Problem description: Give the listing below again in full, exactly as written.

+--

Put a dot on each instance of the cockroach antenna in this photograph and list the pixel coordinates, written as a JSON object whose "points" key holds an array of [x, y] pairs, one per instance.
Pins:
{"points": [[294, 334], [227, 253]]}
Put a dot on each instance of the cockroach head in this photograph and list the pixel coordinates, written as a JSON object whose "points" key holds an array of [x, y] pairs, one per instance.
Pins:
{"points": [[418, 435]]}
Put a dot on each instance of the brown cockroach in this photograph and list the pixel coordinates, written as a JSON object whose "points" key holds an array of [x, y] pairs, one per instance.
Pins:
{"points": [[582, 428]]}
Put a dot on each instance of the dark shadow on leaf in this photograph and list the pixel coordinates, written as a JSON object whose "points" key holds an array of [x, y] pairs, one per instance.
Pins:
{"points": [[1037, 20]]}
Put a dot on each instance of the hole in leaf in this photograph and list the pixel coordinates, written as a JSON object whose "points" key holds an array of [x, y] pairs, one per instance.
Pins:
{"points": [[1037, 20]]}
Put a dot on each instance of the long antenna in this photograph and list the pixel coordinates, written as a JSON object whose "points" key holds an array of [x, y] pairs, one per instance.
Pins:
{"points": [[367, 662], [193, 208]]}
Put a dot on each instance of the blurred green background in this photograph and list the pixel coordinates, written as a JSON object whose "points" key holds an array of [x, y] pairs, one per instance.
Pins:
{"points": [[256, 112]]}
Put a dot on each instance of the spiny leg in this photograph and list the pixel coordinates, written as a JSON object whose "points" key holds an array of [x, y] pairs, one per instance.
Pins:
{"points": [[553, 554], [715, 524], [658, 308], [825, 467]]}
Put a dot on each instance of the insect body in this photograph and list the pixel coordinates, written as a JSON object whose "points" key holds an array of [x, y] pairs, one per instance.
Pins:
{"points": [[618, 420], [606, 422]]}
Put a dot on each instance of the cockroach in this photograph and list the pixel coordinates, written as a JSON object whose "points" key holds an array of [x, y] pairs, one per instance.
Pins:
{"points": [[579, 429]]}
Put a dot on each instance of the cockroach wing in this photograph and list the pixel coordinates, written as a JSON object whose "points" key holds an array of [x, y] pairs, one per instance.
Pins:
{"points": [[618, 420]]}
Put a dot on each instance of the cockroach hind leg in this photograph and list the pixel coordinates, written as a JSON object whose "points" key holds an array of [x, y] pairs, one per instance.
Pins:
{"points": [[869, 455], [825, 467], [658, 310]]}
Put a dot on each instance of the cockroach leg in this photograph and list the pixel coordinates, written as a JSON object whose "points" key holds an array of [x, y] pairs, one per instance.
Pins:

+--

Answer to the task:
Put a dot on each instance of the cockroach antenna in this photograph and list the pixel coordinates, written as a JSON object whose "points" key holds an array of [x, y] pairs, one per instance.
Pins:
{"points": [[294, 334], [227, 253]]}
Put a dot on each instance of the cockroach head in this photograph and list the pixel coordinates, written as a JSON object whose "points" key holds an array of [x, y] pairs, one per instance.
Pins:
{"points": [[418, 435]]}
Put a dot on each instance of the brown cockroach in this photograph and list the pixel coordinates, written as a JSON object whose "points" key holds an array of [x, y] pairs, one per instance.
Pins:
{"points": [[582, 428]]}
Put a dot on each instance of the dark shadow on leaf in this photograph and list the pixel coordinates, written as a JSON object whose "points" key holds an array of [x, y] pairs, one per instance.
Pins:
{"points": [[1037, 20]]}
Put a dot on each instance of the hole in leaf in this photograph and list the pixel coordinates, written as a JSON object whose "points" key holds an array of [x, y] pairs, one per instance.
Pins:
{"points": [[1037, 20]]}
Put a dot on each instance of the long antenna in this photograph and list the pixel coordinates, written as a JSON object whose "points" key holds an array of [x, y] pairs, one per instance.
Pins:
{"points": [[367, 662], [193, 208]]}
Put a dot on each instance of the blurred green background in this photograph and list the pixel coordinates, written as a JSON object whose "points" key holds an array of [x, y] pairs, one per instance.
Pins:
{"points": [[256, 112]]}
Put a dot on each instance of the spiny leg in this photograph and list the pixel coordinates, written as a JSON object whose "points" key holds an array of [x, y] pairs, one per instance.
Pins:
{"points": [[553, 554], [715, 524], [658, 308], [825, 467]]}
Put a dot on each instance of the insect body in this photograph and list the pixel coordinates, written as a JSON object whose "points" key holds an array of [x, y] pairs, one per instance.
Pins:
{"points": [[618, 420], [606, 422]]}
Put a dot on each instance of the cockroach in this photograph and list the pixel coordinates, written as a JSON object whose "points" key holds an array of [x, y] pairs, one per instance.
Pins:
{"points": [[579, 429]]}
Put a dot on each instance of the cockroach wing in this photograph and list the pixel coordinates, written as a JSON object whose "points" key holds an array of [x, y] pairs, one per instance.
Pins:
{"points": [[618, 420]]}
Put a dot on each instance of the cockroach hind leg in this photograph and list the pixel coordinates, written as a JSON object whose "points" key holds an array of [x, y] pairs, one per instance.
Pins:
{"points": [[869, 455], [825, 467], [658, 310]]}
Put a dot on each instance of the cockroach leg in this photograph and list the pixel coordinates, written as a JSON object whose "points" key holds an array of [x, y] pairs, one per instance.
Pins:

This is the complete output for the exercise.